またその際、三連梯子が壁面に近い場合、分力yは大きくなるが、前項に示した斜面に垂直な分力aは小さくなり、ブリッジ線の展張に必要な力も小さくなる。よって分力yも小さくなるため160kgを超えるような高体重の要救助者であっても、三連梯子の位置が与える影響は小さい。つまりほとんどすべての場面で使用可能となる。
【参考】
前項までの計算に基づき、20m(010)の位置に三連梯子の基底部を合わせ(011)検証すると、計算上、梯子が浮き上がる力は梯子の先端部の重量22㎏以下の18㎏しかかからないため、梯子はほぼ浮き上がらず、壁面に押さえつける力は73㎏とのことで一般的なブロックを使用したが一切破損は見られず計算の立証ができた。
また、ナイロンロープを使用し同様の救出システムを作成、検証した結果、都市型救助資機材と同様の効果が得られ、都市型救助資機材を導入していない消防本部や、救助隊のみならず消防隊でも実施可能である。
010
三連梯子の長さが20m
011
基底部の状態
【まとめ】
・特別な知識や資機材を必要とせず、安全、確実、迅速に救出可能である。
・開口部直下に障害物等があり、斜めブリッジ救出が有効な場合、下部に強固な支持物がなくとも作成可能である。

表示データ:

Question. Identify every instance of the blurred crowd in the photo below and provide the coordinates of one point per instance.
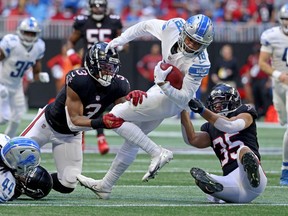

課題の要件: 三連梯子を使った救出に関する抜粋本文のうち、「またその際、三連梯子が壁面に」から「ず消防隊でも実施可能である。」まで(その語句を含む)を、「三連梯子」を「二連梯子」に書き換えて示すこと。

本問の解答:
またその際、二連梯子が壁面に近い場合、分力yは大きくなるが、前項に示した斜面に垂直な分力aは小さくなり、ブリッジ線の展張に必要な力も小さくなる。よって分力yも小さくなるため160kgを超えるような高体重の要救助者であっても、二連梯子の位置が与える影響は小さい。つまりほとんどすべての場面で使用可能となる。
【参考】
前項までの計算に基づき、20m(010)の位置に二連梯子の基底部を合わせ(011)検証すると、計算上、梯子が浮き上がる力は梯子の先端部の重量22㎏以下の18㎏しかかからないため、梯子はほぼ浮き上がらず、壁面に押さえつける力は73㎏とのことで一般的なブロックを使用したが一切破損は見られず計算の立証ができた。
また、ナイロンロープを使用し同様の救出システムを作成、検証した結果、都市型救助資機材と同様の効果が得られ、都市型救助資機材を導入していない消防本部や、救助隊のみならず消防隊でも実施可能である。